■ **Instructions for the task**: Write the listing below out again exactly, though only as far as the line with "Someone claims the rock is visible here.", which is included.

■ **Working data**:
....
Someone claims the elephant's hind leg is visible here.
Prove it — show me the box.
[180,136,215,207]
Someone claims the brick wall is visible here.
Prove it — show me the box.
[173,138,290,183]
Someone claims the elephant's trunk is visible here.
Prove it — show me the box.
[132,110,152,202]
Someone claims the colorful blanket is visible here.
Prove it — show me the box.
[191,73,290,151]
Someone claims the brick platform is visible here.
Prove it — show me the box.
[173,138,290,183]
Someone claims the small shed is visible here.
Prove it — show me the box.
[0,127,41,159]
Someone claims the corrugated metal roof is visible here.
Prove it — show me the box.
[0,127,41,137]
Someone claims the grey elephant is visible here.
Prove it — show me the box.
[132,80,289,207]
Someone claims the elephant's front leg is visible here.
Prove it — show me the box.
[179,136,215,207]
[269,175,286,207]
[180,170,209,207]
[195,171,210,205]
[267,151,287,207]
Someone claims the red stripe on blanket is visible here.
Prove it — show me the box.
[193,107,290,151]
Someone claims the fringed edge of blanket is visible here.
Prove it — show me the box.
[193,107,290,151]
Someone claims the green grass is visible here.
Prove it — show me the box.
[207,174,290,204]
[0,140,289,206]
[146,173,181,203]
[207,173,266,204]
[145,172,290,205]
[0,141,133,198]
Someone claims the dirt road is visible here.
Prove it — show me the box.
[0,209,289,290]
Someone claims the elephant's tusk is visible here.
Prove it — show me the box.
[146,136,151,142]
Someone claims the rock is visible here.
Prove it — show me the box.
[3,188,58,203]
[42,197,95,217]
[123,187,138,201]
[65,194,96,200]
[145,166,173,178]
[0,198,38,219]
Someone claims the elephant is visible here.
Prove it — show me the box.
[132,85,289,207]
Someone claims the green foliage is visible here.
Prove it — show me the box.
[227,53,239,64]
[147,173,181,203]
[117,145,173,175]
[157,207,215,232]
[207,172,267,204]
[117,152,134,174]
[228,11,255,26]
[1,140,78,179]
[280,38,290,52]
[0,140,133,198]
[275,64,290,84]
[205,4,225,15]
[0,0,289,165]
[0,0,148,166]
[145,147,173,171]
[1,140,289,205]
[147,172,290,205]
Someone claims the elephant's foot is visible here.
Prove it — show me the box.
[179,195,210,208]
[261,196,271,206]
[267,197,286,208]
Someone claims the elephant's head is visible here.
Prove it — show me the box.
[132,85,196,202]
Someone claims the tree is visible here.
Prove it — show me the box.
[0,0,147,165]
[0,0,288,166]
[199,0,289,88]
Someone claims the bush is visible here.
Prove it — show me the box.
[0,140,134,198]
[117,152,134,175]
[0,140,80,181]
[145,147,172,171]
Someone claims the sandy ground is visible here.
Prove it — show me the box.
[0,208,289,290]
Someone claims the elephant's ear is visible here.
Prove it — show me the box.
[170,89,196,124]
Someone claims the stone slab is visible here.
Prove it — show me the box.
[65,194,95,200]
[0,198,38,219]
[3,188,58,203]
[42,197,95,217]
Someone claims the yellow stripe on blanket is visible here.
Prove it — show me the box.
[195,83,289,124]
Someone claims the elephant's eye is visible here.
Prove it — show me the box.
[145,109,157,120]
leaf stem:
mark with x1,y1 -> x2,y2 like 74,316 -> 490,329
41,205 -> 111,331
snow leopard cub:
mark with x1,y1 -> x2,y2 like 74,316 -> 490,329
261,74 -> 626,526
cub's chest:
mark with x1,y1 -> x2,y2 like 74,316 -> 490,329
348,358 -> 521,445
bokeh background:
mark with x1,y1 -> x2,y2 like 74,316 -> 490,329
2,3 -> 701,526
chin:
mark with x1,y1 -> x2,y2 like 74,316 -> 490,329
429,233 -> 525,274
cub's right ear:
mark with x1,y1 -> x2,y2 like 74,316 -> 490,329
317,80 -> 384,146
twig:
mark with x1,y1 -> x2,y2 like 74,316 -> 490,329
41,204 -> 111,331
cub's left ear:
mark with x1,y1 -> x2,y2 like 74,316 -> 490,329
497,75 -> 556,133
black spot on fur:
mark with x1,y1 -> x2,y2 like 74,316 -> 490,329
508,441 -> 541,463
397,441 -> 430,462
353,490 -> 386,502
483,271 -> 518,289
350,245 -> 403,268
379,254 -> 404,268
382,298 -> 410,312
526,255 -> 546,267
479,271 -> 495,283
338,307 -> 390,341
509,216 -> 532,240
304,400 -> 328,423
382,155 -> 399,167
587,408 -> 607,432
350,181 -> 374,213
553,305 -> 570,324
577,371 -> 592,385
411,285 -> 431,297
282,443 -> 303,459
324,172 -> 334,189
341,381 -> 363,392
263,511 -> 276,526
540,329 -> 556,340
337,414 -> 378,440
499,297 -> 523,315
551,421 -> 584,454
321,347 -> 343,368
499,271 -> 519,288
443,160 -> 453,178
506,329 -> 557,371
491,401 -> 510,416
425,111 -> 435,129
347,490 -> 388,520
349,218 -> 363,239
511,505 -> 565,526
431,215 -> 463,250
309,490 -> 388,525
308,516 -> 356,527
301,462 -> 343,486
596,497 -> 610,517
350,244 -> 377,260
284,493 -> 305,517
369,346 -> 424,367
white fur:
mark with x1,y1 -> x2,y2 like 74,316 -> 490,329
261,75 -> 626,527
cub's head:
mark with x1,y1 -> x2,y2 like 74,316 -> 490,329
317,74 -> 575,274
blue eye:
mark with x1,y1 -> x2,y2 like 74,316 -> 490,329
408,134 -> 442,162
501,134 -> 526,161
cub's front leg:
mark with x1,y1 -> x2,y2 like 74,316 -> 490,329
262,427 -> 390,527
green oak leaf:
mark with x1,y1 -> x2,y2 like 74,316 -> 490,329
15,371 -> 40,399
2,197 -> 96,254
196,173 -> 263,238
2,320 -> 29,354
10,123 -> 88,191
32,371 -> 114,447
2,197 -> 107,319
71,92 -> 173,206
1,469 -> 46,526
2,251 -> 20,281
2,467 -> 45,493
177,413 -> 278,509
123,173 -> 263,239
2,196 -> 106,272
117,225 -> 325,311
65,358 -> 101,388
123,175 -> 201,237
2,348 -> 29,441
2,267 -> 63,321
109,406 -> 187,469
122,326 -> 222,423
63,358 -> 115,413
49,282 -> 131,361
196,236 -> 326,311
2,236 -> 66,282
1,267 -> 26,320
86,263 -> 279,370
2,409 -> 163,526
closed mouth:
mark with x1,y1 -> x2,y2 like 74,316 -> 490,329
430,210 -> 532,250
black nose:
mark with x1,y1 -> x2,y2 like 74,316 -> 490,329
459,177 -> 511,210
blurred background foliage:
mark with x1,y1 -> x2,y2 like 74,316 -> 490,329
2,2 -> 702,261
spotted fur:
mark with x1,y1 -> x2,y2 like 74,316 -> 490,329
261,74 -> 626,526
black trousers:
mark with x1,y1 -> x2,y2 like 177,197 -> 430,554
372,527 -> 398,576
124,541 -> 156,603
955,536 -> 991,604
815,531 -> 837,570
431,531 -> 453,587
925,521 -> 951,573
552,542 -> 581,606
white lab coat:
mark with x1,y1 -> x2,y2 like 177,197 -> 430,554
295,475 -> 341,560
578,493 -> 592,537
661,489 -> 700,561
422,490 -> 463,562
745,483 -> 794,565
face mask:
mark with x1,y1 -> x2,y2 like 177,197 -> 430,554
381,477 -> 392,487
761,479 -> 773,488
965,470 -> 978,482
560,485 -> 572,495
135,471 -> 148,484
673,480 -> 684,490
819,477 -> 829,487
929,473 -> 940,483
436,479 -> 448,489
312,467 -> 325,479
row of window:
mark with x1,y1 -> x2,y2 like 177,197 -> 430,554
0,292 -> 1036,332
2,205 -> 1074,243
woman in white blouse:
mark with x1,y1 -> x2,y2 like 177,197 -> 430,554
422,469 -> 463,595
....
■ **Solution**:
Someone claims the elephant's hind leg is visible here.
Prove it — show me the box.
[180,136,215,207]
Someone claims the brick wall is visible here.
Prove it — show me the box.
[173,138,290,183]
Someone claims the elephant's trunk is visible here.
Prove it — show me the box.
[132,110,152,202]
Someone claims the colorful blanket is visible here.
Prove it — show me the box.
[191,73,290,151]
Someone claims the brick platform is visible here.
Prove it — show me the box.
[173,138,290,183]
Someone claims the small shed is visible here.
Prove it — show me the box.
[0,127,41,159]
Someone claims the corrugated metal roof is visible here.
Prove it — show me the box.
[0,127,41,137]
Someone claims the grey elephant is visible here.
Prove it — show me the box.
[132,80,289,207]
Someone claims the elephant's front leg is visible here.
Prove it — show me the box.
[179,136,215,207]
[269,175,286,207]
[180,170,209,207]
[195,171,210,205]
[267,151,287,207]
Someone claims the red stripe on blanket is visible here.
Prove it — show me the box.
[193,107,290,151]
Someone claims the fringed edge of blanket is visible here.
Prove it — show me the box.
[193,107,290,151]
Someone claims the green grass is visible here.
Prove it — show me the box.
[207,174,290,204]
[0,140,289,206]
[146,173,181,203]
[207,173,266,204]
[145,172,290,205]
[0,141,133,198]
Someone claims the dirt road is visible here.
Prove it — show me the box.
[0,209,289,290]
Someone claims the elephant's tusk is visible here.
Prove it — show me the box.
[146,136,151,142]
Someone claims the rock is visible here.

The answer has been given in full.